**Short problem**: Put the material below into a JSON list of strings, with one string for each line and no entries for blank lines.

**Data provided**:
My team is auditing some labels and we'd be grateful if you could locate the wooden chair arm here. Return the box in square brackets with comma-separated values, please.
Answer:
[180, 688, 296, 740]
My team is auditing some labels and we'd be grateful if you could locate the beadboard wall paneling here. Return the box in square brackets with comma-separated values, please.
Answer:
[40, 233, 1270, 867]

**Response for this exercise**:
[
  "My team is auditing some labels and we'd be grateful if you could locate the wooden chair arm here. Return the box in square brackets with comma-separated values, please.",
  "Answer:",
  "[180, 688, 296, 740]",
  "My team is auditing some labels and we'd be grateful if you could locate the beadboard wall paneling here. Return the box in square brackets with comma-separated values, please.",
  "Answer:",
  "[40, 233, 1270, 867]"
]